## Start Selection
U of S | Mailing List Archive | alt-photo-process-l | Red chalk - thank you

Red chalk - thank you

Thanks to everyone who replied to my question, especially to you, Katharine,
for your careful and detailed response which clarifies things wonderfully.

FYI I chased down a pigment in the Cornelissen list called "Pozzuoli Red"
which seems a little more brick-y than the Venetian red on the same site.
Cornelissen declines to allocate a number to the pigment, but a site for
icon painters (who insist on natural earth colours) has it, allocates it to
PR102 (which would chime with "red ochre" in Hilary Page) and states that it
comes from quarries in Northern Italy.

I also discover that I've got a small jar of something called "Herculaneum
Red" purchased at a wonderful pigment shop in Umbria a few years ago. It's a
much more orange colour, and I've no idea whether it's synthetic or natural.

The sainted Fred Picker used to get lots of letters from people with queries
about various techniques or materials. Many of the senders got their
original letters back, with the sole addition of a large rubber stamp saying
"TRY IT!".

Sounds like good advice - guess I should take it...

Best wishes


On 24/5/09 22:51, "Katharine Thayer" <kthayer@pacifier.com> wrote:

> On May 22, 2009, at 3:45 PM, Henry Rattle wrote:
>> Recent discussion of Michallet paper prompted me to get a facsimile
>> copy of Maskell and Demachyıs ³Photo-Aquatint² paper. They
>> recommend a number of pigments for gum printing, Most of the
>> colours/pigments they mention are familiar, but second on their
>> list of the most suitable, after venetian red, comes red chalk. I
>> looked this up on the Web, but only found such things as red chalk
>> drawings by (e.g.) da Vinci.
>> Does anyone know anything about red chalk? Hilary Page doesnıt seem
>> to mention it in her lists of proprietary watercolours, nor is it
>> in Cornelissenıs catalogue of pigments.
> Henry,  red chalk was a red iron oxide (sometimes also called red
> ochre) embedded in clay, which made it easy to form into sticks
> (chalk) for drawing pretty much right out of the ground, and was also
> used as a pigment by some paint manufacturers and called "red chalk"
> rather than "red oxide"  because of the added clay.  This isn't
> really too strange, as chalk extenders aren't an unusual additive to
> paints, though in this case the clay is a natural component of the
> mined pigment rather than something added to the paint to make the
> pigment stretch farther.  The clay gave a chalky, opaque, solid
> quality to the paint that I'm not entirely sure can be closely
> replicated by the substitutes available today.   No commonly
> available paint brand offers this "red chalk"  as a pigment.
## End Selection
## Start Given records
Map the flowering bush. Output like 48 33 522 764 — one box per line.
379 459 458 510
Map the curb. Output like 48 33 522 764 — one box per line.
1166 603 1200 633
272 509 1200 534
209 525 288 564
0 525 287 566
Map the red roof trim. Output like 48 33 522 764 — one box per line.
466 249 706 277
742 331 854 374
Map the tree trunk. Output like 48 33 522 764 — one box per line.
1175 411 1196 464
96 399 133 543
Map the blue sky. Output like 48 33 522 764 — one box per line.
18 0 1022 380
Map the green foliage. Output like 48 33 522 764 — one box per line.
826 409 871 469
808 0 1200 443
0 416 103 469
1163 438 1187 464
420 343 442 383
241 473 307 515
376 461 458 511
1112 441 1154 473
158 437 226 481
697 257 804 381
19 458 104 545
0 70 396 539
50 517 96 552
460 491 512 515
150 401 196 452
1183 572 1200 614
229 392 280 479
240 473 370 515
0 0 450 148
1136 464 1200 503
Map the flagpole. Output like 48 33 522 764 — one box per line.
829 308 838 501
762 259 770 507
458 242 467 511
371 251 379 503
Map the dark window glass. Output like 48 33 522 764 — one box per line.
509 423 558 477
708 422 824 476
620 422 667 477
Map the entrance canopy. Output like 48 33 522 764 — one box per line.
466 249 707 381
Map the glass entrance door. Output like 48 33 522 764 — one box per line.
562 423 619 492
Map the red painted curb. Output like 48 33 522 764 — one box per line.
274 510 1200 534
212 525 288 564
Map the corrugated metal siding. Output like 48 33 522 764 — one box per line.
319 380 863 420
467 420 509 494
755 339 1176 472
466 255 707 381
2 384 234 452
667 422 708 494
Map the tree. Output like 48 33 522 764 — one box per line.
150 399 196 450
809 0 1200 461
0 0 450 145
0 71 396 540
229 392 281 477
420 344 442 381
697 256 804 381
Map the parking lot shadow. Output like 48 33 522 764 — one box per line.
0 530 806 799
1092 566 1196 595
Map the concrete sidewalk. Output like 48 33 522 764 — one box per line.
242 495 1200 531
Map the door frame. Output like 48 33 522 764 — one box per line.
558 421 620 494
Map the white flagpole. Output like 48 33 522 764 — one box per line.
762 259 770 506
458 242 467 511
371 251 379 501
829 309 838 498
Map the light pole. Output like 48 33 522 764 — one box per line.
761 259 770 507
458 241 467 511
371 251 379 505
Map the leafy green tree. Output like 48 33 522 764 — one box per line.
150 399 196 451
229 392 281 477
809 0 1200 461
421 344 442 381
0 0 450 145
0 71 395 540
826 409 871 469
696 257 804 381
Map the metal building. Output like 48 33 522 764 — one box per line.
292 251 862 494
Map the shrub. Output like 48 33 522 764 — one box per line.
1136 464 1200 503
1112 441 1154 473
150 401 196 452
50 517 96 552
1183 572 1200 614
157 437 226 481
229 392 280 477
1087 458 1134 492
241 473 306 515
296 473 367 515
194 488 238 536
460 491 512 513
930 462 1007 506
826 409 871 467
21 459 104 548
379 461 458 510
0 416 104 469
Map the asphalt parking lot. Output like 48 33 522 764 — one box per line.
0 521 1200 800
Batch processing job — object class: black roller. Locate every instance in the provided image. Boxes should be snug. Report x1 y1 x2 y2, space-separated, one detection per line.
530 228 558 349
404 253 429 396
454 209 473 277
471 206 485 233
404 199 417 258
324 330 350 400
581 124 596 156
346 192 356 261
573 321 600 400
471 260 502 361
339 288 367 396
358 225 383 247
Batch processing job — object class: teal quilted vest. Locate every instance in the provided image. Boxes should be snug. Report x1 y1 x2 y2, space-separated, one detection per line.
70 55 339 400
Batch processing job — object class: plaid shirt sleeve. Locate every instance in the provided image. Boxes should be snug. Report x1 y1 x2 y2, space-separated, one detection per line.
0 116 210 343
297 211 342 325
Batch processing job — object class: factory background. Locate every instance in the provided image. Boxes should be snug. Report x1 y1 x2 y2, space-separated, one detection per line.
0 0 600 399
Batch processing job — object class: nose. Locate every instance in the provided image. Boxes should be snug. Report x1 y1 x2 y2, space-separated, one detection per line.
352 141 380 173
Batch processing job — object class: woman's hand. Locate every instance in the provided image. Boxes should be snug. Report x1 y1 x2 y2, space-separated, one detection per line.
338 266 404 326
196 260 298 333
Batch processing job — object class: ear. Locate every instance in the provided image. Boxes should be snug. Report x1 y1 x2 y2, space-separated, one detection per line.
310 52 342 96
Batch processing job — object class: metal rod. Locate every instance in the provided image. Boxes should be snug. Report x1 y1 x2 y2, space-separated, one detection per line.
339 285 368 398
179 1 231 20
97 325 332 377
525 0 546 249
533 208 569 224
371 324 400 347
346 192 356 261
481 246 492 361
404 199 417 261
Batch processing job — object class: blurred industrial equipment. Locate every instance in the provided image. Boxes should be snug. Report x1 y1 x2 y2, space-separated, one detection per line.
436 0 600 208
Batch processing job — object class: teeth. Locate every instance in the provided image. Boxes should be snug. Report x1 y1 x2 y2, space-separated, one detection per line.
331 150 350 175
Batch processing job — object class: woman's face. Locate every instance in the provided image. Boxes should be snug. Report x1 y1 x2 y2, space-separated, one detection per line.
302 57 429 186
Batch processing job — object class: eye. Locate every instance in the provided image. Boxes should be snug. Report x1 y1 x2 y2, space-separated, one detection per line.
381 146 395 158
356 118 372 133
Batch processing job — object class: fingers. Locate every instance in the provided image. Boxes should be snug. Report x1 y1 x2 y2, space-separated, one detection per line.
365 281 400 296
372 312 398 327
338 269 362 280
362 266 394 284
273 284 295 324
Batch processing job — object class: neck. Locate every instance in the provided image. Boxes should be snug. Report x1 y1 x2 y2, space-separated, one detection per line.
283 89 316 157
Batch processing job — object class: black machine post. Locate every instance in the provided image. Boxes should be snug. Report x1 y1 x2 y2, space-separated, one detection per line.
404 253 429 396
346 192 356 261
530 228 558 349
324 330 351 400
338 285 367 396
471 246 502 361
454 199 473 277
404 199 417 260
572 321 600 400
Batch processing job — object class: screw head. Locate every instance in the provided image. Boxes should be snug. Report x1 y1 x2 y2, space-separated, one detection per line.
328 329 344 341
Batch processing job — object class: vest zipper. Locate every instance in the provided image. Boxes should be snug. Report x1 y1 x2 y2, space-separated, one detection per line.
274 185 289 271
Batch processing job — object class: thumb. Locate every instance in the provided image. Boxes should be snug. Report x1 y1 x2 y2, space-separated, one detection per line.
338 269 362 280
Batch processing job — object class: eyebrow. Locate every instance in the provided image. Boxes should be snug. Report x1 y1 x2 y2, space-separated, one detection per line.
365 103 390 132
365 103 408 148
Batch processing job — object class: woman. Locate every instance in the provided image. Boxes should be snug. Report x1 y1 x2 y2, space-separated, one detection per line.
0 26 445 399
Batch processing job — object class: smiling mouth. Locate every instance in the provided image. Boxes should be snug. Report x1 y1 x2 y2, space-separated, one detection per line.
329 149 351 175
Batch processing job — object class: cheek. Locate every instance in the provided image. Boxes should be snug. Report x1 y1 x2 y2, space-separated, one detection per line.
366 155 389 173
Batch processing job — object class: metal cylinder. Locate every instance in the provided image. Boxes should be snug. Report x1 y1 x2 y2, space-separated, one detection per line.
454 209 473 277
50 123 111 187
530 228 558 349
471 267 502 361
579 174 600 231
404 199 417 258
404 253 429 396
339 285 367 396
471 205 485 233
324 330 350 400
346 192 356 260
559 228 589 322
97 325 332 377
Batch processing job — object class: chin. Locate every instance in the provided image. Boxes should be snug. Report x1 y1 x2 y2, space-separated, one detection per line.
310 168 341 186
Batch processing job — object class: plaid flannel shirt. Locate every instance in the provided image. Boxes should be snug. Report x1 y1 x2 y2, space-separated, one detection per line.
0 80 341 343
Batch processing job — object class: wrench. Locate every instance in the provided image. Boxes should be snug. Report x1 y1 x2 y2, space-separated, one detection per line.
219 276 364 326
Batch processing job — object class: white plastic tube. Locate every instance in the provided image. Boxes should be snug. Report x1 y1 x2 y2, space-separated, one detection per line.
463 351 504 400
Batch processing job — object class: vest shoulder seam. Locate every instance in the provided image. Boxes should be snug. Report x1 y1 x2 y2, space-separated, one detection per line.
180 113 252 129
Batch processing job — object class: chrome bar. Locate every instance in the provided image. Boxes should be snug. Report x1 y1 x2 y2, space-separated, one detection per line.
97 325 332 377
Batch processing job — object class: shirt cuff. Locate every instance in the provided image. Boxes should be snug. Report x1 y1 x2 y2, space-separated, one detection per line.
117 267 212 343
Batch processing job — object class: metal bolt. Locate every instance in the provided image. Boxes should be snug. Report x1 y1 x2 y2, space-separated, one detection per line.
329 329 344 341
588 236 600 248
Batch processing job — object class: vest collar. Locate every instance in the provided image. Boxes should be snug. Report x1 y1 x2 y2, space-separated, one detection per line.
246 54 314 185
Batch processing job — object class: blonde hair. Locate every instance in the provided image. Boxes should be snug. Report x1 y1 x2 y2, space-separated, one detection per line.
## End Given records
> **Written tasks**
1. In the mailing list message about red chalk, what did the large rubber stamp on the letters returned by Fred Picker say?
2. Continue the mailing list message about red chalk from the point where it ends.

> **Responses by task**
1. "TRY IT!"

2.
> Henk's paint sounds like it may be the real thing (and from my memory
> of the picture(s?) he posted using it, I am inclined to believe) but
> my experiments with various red oxide paints (Venetian red, English
> red, red ochre, Indian red, whatever you want to call it) and gum
> haven't achieved quite the same effect.  You need to look for
> something that's as opaque as possible and a deep brick red color.
> Unfortunately you can't go by the color name, as paints named
> Venetian red range from an almost Mars Violet color through a brick
> red to a dull orange-red, and same with paints named Indian red.
> Daniel Smith's Venetian Red looks fairly close to the right hue in
> the catalog swatch, and is quite opaque, my experiments with it
> haven't given quite the brick red chalky look I was hoping for, as
> Henk got in his prints with the "red chalk" paint; even in a fairly
> heavily pigmented mix the closest I could get was a kind of orange
> red, not a deep brick red.  And English Red Earth, which I thought
> might be another good possibility, turned out to be weaker and paler;
> it's opaque but it doesn't have the strength or the saturation of
> color that you'd want for this effect.   The problem with iron oxide
> paints (all earth colors, actually, is that they tend to be weak
> pigments and to require a great lot of pigment to achieve any kind of
> color saturation.
> As to Mars, in a pigment name Mars means that it's an iron oxide
> pigment.
> Very few if any paint manufacturers use natural iron oxide pigments
> mined from the earth any more; they're generally made synthetically
> now.  PR 101, which is the pigment for all the venetian red, red
> oxide, red earth, red ochre, indian red, and such-named paints, is a
> manufactured rather than mined pigment.  So Judy's caution that color
> can change from mine to mine is somewhat outdated, but the general
> caution still holds that PR 101 (red iron oxide) pigments can come in
> different shades of red and orange, and in varying degrees of
> transparency as well.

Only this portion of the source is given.